* [EXTRACT]:
I have been doing readings for 35 years. I realized my gifts at the very young age of 4 through my family and how they behaved around me. I did not have a close relationship with my family, in their eyes I was the different and strange one. I remember my mother very nervous and avoiding me when I spoke of things to come. In my mind I perceived it as normal and everyone had this experience of seeing things that came to be.
It was a gift and a hardship. I felt very alone and lonely. And information I received were not always pleasant. I was labeled with autism and put in special needs classes. Because of my learning capabilities, they realized that I was actually a very smart young girl, with a very high IQ, but by then the damage was done. School was pure hell.
I became very rebellious in my high school years. That was in the 70's, where life was a big party and when could we ditch school? This is when I blossomed and started to trust my gift and could decipher what was real or just an illusion. It is a balance and a juggling act of emotions and confusion would happen in times of uncertainty. I am sure you have heard of listen to that gut feeling, stay out of your head with overthinking, this is good advice. I would give my friends readings and they truly saw and believed in my gift. I was asked how could I see and feel this information/advice.
I explained to them, it is as if you have a camera all set up in your minds eye/brain and images that resemble a photo passes through the eye. Words would come through sporadically only confirming the information that would be brought through with the images that I was seeing. I too had premonitions personally for me, saw bits and pieces of my future, some that made happy came true, but there was also painful hurts and abuse that I saw that came true. :-( .
Divine stepped in and my angels and guides, past life's energies with awareness born through experience made me realize I was not alone.
I have survived cancer twice, I healed myself, lost 2 children, and was homeless. I am a ME TOO on abuse and here to help woman to connect with divine feminine in order to empower and heal. Men too have been abused, and here to help.
I love what I do and hoping to meet many wonderful souls who are open and willing to make that change to enrich and beautify ones life. I am so excited to be here to speak with amazing individuals that I will attract to form a bond that helps the whole of consciousness. Time to heal.

* [RECORDED DATA]:

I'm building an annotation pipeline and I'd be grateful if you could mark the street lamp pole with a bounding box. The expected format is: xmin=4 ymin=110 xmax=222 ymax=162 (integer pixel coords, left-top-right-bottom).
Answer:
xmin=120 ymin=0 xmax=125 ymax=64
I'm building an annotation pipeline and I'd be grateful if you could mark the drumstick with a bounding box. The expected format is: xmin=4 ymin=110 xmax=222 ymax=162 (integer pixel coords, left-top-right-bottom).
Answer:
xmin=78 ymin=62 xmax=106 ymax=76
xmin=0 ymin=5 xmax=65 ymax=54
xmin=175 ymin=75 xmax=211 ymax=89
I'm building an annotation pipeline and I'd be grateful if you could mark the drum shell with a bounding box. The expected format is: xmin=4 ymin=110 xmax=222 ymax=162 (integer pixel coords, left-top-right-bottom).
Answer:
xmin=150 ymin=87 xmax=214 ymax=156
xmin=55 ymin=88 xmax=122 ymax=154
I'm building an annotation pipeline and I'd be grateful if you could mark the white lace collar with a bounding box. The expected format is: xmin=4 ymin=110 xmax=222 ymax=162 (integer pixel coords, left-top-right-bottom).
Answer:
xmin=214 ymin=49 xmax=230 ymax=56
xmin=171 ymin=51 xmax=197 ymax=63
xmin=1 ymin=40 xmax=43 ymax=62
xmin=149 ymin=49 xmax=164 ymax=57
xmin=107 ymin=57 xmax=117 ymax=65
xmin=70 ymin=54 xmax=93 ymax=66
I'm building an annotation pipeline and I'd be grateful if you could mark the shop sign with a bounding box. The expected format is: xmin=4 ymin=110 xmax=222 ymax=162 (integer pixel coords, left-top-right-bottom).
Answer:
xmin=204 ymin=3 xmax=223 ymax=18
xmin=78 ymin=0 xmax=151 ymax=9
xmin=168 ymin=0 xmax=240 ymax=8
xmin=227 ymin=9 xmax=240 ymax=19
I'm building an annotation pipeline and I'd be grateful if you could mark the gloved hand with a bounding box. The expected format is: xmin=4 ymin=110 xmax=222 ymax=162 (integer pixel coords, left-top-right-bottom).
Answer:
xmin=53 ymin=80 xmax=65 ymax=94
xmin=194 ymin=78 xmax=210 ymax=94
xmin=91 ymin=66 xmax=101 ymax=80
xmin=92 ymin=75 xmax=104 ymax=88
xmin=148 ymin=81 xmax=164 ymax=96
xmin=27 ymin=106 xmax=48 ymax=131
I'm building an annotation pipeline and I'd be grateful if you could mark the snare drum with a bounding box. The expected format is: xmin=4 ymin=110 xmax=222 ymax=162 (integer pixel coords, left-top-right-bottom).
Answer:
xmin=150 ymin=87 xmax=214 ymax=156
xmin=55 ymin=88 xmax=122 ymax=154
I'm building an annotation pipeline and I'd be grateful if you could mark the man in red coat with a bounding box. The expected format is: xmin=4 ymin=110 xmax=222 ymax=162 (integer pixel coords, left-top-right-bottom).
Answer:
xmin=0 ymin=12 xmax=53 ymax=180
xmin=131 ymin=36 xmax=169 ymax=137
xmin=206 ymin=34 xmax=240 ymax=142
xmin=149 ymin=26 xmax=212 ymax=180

* [WORK TO COMPLETE]:
Using the bio, answer:
(a) How many years has the writer been doing readings?
(b) At what age did the writer realize these gifts?
(c) How many times has the writer survived cancer?
Nothing in the listing matters here.

* [SOLUTION]:
(a) 35 years
(b) 4
(c) Twice